| Do this |
Copy out every one of the items below word for word, line by line, changing nothing.

| Listing |
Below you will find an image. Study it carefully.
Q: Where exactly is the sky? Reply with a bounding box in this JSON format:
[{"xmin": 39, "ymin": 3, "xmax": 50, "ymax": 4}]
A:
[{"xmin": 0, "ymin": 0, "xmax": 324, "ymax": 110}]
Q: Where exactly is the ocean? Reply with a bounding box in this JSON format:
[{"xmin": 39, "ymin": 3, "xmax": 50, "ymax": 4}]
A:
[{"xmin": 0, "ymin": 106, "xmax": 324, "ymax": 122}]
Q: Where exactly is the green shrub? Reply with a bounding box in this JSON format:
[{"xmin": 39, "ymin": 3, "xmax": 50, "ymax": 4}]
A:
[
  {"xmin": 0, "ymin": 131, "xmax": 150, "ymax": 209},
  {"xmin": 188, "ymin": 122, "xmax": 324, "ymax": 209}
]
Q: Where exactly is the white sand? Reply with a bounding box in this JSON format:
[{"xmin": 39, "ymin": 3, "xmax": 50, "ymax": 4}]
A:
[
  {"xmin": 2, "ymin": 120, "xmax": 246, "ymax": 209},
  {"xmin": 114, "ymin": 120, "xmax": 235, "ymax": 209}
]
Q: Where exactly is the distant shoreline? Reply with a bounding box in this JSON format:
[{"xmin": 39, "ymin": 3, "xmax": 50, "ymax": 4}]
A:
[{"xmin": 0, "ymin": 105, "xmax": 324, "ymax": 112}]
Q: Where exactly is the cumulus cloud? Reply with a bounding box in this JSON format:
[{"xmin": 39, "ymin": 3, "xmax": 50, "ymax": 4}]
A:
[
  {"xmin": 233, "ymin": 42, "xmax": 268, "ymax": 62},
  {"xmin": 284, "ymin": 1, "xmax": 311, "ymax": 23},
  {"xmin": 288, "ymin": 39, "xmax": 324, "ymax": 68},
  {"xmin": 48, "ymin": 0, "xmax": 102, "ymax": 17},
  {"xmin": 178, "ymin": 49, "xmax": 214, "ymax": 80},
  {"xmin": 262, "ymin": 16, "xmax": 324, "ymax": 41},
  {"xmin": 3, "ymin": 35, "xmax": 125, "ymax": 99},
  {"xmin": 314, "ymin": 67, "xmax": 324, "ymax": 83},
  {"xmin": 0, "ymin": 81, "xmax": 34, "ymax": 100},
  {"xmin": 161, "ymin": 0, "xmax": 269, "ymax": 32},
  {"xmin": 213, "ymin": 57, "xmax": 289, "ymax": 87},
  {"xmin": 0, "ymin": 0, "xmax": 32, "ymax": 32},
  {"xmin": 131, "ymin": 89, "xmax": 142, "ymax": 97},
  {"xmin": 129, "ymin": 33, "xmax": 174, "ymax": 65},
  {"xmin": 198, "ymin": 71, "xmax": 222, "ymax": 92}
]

| Answer for this exercise |
Below you will find an image. Study it carefully.
Q: Where exactly is the sky? Reply with a bounding box in this JSON format:
[{"xmin": 39, "ymin": 3, "xmax": 50, "ymax": 4}]
A:
[{"xmin": 0, "ymin": 0, "xmax": 324, "ymax": 110}]
Q: Where exactly is the ocean? Reply with a bounding box in this JSON format:
[{"xmin": 39, "ymin": 3, "xmax": 50, "ymax": 4}]
A:
[{"xmin": 0, "ymin": 106, "xmax": 324, "ymax": 122}]
Q: Where exactly is the green shrub? Reply with a bounding box in this JSON format:
[{"xmin": 39, "ymin": 3, "xmax": 50, "ymax": 4}]
A:
[
  {"xmin": 0, "ymin": 131, "xmax": 150, "ymax": 209},
  {"xmin": 188, "ymin": 122, "xmax": 324, "ymax": 209}
]
Q: Where exactly is the white sand? Reply with a bounding box in this JSON format:
[{"xmin": 39, "ymin": 3, "xmax": 50, "ymax": 4}]
A:
[
  {"xmin": 2, "ymin": 120, "xmax": 246, "ymax": 209},
  {"xmin": 114, "ymin": 120, "xmax": 235, "ymax": 209}
]
Q: Where exactly is the distant shoreline? Reply with a bounding box in this JSON format:
[{"xmin": 39, "ymin": 3, "xmax": 50, "ymax": 4}]
A:
[{"xmin": 0, "ymin": 105, "xmax": 324, "ymax": 112}]
Q: Where exactly is the cumulus cloud? Reply with a bounding box in this JSON format:
[{"xmin": 39, "ymin": 3, "xmax": 50, "ymax": 4}]
A:
[
  {"xmin": 233, "ymin": 42, "xmax": 268, "ymax": 62},
  {"xmin": 284, "ymin": 1, "xmax": 311, "ymax": 23},
  {"xmin": 288, "ymin": 39, "xmax": 324, "ymax": 68},
  {"xmin": 48, "ymin": 0, "xmax": 102, "ymax": 17},
  {"xmin": 178, "ymin": 49, "xmax": 214, "ymax": 80},
  {"xmin": 262, "ymin": 16, "xmax": 324, "ymax": 41},
  {"xmin": 3, "ymin": 35, "xmax": 125, "ymax": 99},
  {"xmin": 314, "ymin": 67, "xmax": 324, "ymax": 83},
  {"xmin": 0, "ymin": 81, "xmax": 34, "ymax": 100},
  {"xmin": 161, "ymin": 0, "xmax": 269, "ymax": 32},
  {"xmin": 213, "ymin": 57, "xmax": 289, "ymax": 87},
  {"xmin": 0, "ymin": 0, "xmax": 32, "ymax": 32},
  {"xmin": 131, "ymin": 89, "xmax": 142, "ymax": 97},
  {"xmin": 129, "ymin": 33, "xmax": 174, "ymax": 65},
  {"xmin": 198, "ymin": 71, "xmax": 222, "ymax": 92}
]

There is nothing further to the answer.